◆ WHAT THE TASK ASKS ◆
Will you quote all of the entries, word for word?
^^^^^^^^
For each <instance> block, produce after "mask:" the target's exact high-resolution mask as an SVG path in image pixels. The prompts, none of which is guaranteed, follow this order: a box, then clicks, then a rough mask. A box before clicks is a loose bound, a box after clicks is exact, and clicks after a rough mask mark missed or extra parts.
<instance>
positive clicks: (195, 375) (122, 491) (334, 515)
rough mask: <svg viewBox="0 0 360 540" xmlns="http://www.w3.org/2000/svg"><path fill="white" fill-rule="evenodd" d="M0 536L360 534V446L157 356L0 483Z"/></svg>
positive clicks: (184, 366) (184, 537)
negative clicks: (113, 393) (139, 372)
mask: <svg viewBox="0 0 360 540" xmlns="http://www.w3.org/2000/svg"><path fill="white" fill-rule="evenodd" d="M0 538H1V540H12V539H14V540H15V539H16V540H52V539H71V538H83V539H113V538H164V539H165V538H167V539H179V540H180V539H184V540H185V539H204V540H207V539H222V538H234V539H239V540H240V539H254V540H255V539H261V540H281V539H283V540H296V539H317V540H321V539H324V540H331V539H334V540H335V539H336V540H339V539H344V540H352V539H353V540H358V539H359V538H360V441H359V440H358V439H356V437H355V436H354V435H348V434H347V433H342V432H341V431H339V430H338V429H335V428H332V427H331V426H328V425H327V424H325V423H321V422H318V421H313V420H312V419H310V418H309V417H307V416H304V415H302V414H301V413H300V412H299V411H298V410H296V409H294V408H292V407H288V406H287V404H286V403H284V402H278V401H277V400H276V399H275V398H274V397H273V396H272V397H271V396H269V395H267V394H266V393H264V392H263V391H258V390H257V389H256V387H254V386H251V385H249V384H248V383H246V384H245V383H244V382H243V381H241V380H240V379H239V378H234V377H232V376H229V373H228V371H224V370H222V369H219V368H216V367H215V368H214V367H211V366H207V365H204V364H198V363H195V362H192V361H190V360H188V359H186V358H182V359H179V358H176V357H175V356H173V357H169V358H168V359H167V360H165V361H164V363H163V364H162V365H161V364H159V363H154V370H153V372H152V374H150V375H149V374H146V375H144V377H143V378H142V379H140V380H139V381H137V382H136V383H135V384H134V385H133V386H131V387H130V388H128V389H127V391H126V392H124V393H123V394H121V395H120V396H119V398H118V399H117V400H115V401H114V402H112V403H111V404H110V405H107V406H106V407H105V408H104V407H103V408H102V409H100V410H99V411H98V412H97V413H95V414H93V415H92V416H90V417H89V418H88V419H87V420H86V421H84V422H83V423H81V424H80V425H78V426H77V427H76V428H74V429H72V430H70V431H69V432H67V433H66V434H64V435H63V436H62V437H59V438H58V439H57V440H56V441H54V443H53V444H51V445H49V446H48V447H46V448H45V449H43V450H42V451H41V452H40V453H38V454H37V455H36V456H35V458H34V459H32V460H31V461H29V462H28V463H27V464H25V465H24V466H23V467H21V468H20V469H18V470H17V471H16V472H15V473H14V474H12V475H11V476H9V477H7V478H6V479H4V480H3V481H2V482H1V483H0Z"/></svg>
^^^^^^^^
◆ OUTPUT OF THE TASK ◆
For each <instance> block, produce after "mask:" the target's exact high-resolution mask as an SVG path in image pixels. The prompts, none of which is guaranteed, follow this order: a box, then clicks, then a rough mask. A box before clicks is a loose bound, a box after clicks is exact, and clicks after a rough mask mark missed or extra parts.
<instance>
positive clicks: (195, 375) (122, 491) (334, 515)
rough mask: <svg viewBox="0 0 360 540" xmlns="http://www.w3.org/2000/svg"><path fill="white" fill-rule="evenodd" d="M0 536L360 534V446L157 356L0 483Z"/></svg>
positive clicks: (184, 366) (184, 537)
negative clicks: (113, 393) (139, 372)
mask: <svg viewBox="0 0 360 540" xmlns="http://www.w3.org/2000/svg"><path fill="white" fill-rule="evenodd" d="M0 538H1V540H12V539H14V540H15V539H16V540H52V539H71V538H83V539H113V538H164V539H165V538H167V539H179V540H180V539H184V540H185V539H204V540H207V539H222V538H234V539H239V540H240V539H254V540H255V539H261V540H281V539H283V540H296V539H317V540H321V539H324V540H331V539H334V540H335V539H336V540H339V539H344V540H352V539H353V540H358V539H359V538H360V441H359V440H358V439H356V437H355V436H354V435H348V434H347V433H342V432H341V431H339V430H338V429H335V428H332V427H331V426H328V425H327V424H325V423H321V422H318V421H313V420H312V419H310V418H309V417H307V416H304V415H302V414H301V413H300V412H299V411H298V410H296V409H294V408H292V407H288V406H287V404H286V403H284V402H278V401H277V400H276V399H275V398H274V397H273V396H272V397H271V396H269V395H267V394H266V393H264V392H263V391H258V390H257V389H256V387H254V386H251V385H249V384H248V383H246V384H245V383H244V382H243V381H241V380H240V379H239V378H234V377H232V376H229V373H228V371H224V370H222V369H219V368H216V367H215V368H214V367H211V366H207V365H204V364H198V363H195V362H192V361H190V360H188V359H186V358H182V359H179V358H176V357H175V356H173V357H169V358H168V359H167V360H165V361H164V363H163V364H162V365H161V364H159V363H154V370H153V372H152V374H150V375H149V374H146V375H144V377H143V378H142V379H140V380H139V381H137V382H136V383H135V384H134V385H133V386H131V387H130V388H128V389H127V391H126V392H124V393H123V394H121V395H120V396H119V398H118V399H117V400H115V401H114V402H112V403H111V404H110V405H107V406H106V407H105V408H104V407H103V408H102V409H100V410H99V411H98V412H97V413H95V414H93V415H92V416H90V417H89V418H88V419H87V420H86V421H84V422H83V423H81V424H80V425H78V426H77V427H76V428H74V429H72V430H70V431H69V432H67V433H66V434H64V435H63V436H62V437H59V438H58V439H57V440H56V441H54V443H53V444H51V445H49V446H48V447H46V448H45V449H43V450H42V451H41V452H40V453H38V454H37V455H36V456H35V458H34V459H32V460H31V461H29V462H28V463H27V464H25V465H24V466H23V467H21V468H20V469H18V470H17V471H16V472H15V473H14V474H12V475H11V476H9V477H7V478H6V479H4V480H3V481H2V482H1V483H0Z"/></svg>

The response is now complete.